### Work instructions
Of the records that follow, copy only the lines from the line containing "Locate the speckled" to the line containing "Locate the lance-shaped", both included, exactly as written.

### Data provided
____________________

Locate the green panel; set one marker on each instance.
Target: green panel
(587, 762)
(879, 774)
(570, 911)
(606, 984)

____________________

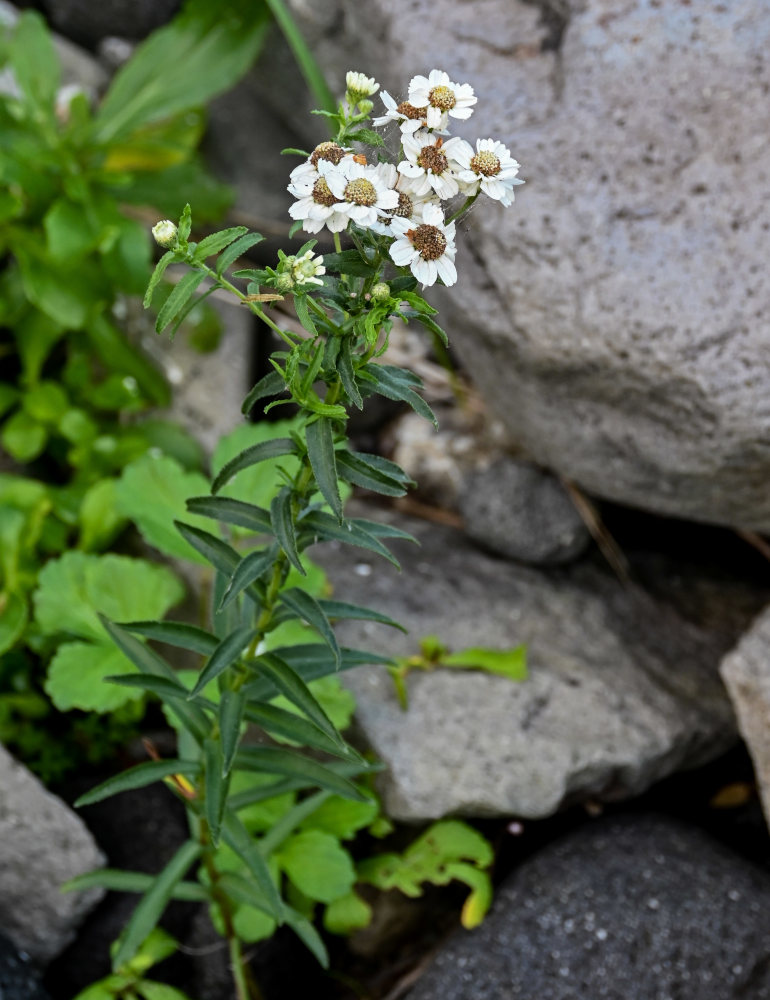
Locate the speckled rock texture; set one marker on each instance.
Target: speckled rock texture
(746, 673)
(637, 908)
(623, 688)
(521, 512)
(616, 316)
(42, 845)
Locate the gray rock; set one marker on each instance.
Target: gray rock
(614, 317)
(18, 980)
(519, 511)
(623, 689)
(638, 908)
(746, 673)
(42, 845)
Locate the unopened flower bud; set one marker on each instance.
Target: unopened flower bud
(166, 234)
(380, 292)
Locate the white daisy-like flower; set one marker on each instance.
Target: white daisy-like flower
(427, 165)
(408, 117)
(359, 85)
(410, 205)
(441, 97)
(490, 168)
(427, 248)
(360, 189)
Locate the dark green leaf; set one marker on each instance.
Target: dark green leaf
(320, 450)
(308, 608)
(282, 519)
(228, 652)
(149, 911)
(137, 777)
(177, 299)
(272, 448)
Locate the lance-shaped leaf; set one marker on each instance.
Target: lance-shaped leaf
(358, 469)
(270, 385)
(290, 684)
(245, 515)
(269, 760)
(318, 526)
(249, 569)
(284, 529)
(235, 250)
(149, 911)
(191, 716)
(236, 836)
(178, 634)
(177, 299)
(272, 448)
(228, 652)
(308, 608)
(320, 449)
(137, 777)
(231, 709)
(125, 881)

____________________

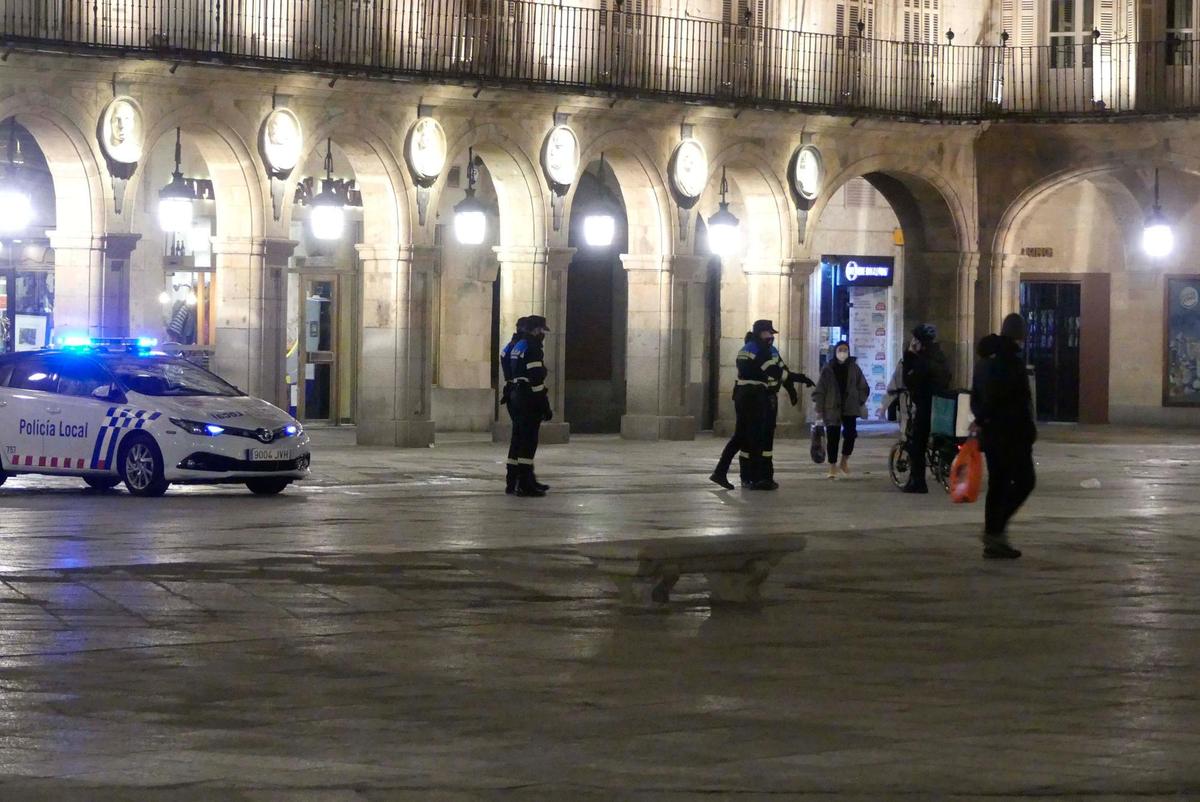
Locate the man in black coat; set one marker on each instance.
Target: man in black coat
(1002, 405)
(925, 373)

____________________

### Written solution
Locate the speckled rock texture; set one marker on each instance.
Target: speckled rock texture
(746, 673)
(637, 908)
(623, 688)
(521, 512)
(616, 316)
(42, 845)
Locate the gray rock; set one marker on each instance.
Target: gray rock
(614, 317)
(18, 980)
(519, 511)
(623, 689)
(638, 908)
(746, 673)
(42, 845)
Locate the unopened flower bud; set one marker on each instance.
Target: unopened flower bud
(166, 234)
(380, 292)
Locate the white daisy-like flower; set one marker on each instance.
Target: white daisy-like flower
(427, 165)
(408, 117)
(359, 85)
(410, 205)
(441, 97)
(490, 168)
(427, 248)
(360, 189)
Locate the dark green leaf; set one marker on each instance.
Target: dark green leaf
(320, 450)
(308, 608)
(282, 519)
(228, 652)
(149, 911)
(137, 777)
(177, 299)
(272, 448)
Locate the lance-shaped leaf; set one marker on each instance.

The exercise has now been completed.